> _SOURCE DOCUMENT_
★ ★ ★

8 hours ago, Birdframe_Prime said:

And, you know, this would normally be a fantastic end summary to your point if it wasn’t for you already noting this:

The existence of this thread is an illustration of the fact that the two things you're trying to equate, having a separate build vs. drawing from mods equipped elsewhere, are in fact different things. Drawing from equipped mods elsewhere is a bandaid for not having the damage scaling that would come from being able to equip them directly.

8 hours ago, Birdframe_Prime said:

Making the abilities work at base is better than any band-aid, and giving a Warframe access to functions that allow direct damage to stay relevant, such as multipliers or debuffs as part of their overall kit, will address the situation better.

They do work at base, though. They tend to be incredible damage dealers up to a given level cap, which means a player whose equipment and skill are just on-level with those enemies will find them to be very useful in that application. 

For some, the cap is an outright good thing, because it changes the ability into something more complex as the content level gets higher. My favorite example is Nezha's Divine Spears, which is a radial nuke for new players, but later becomes instead a very good CC with a synergy bonus for damage vulnerability that comes with a health and energy drop chance boost with another of his abilities.  Energy costs get lower as you progress, so you don't expect every ability to be a big special move, and you get to see this one unfold into something more interesting.

An ability that's only the radial damage has a lot less to go on.

8 hours ago, Birdframe_Prime said:

Relying on external mods to stay relevant will only end up with more situations like we had with the Acolyte mods, ones that are powerful on the weapons they’re intended for, but dis-allowed on the Abilities because... DE says so?

They're not any more "external" than any other mods that exist for weapons, or indeed abilities. But yeah, you'd be pulling a lot of additively stacking bonuses from a shrinking pool of mods. If Whipclaw played as it does but had a separate build, it couldn't benefit from speed and range mods, and I have no doubt it'd lose Blood Rush as well. Landslide and Shattered Lash benefit from even less thanks to nonexistent crit. This isn't different from weapons with no base crit, or reload and ammo mods on Regulators; you pile onto some other stat instead and have a somewhat shallower growth curve. Or a straight line in the case of Shattered Lash since everything after Pressure Point is additive.

★ ★ ★

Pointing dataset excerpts
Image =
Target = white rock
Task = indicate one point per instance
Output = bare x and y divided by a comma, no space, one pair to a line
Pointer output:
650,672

★ ★ ★

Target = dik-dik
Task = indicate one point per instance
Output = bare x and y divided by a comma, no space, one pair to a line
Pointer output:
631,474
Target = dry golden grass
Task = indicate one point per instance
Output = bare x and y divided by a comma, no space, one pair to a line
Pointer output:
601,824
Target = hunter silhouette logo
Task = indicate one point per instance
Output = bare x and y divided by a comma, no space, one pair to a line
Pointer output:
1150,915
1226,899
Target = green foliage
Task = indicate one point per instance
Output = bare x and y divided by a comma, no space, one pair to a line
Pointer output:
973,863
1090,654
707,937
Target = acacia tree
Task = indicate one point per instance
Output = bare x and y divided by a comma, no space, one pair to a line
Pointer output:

★ ★ ★

> _WHAT IS REQUIRED_
According to the forum post, why can a damage cap be a good thing for some abilities? Answer in one to three sentences. This data was taken from a different source than the forum post.

> _COMPLETED EXERCISE_
The cap turns the ability into something more complex as the content level rises. Nezha's Divine Spears, for example, starts as a radial nuke for new players but later becomes a strong CC with a damage-vulnerability synergy. Since energy costs drop as players progress, not every ability needs to be a big special move.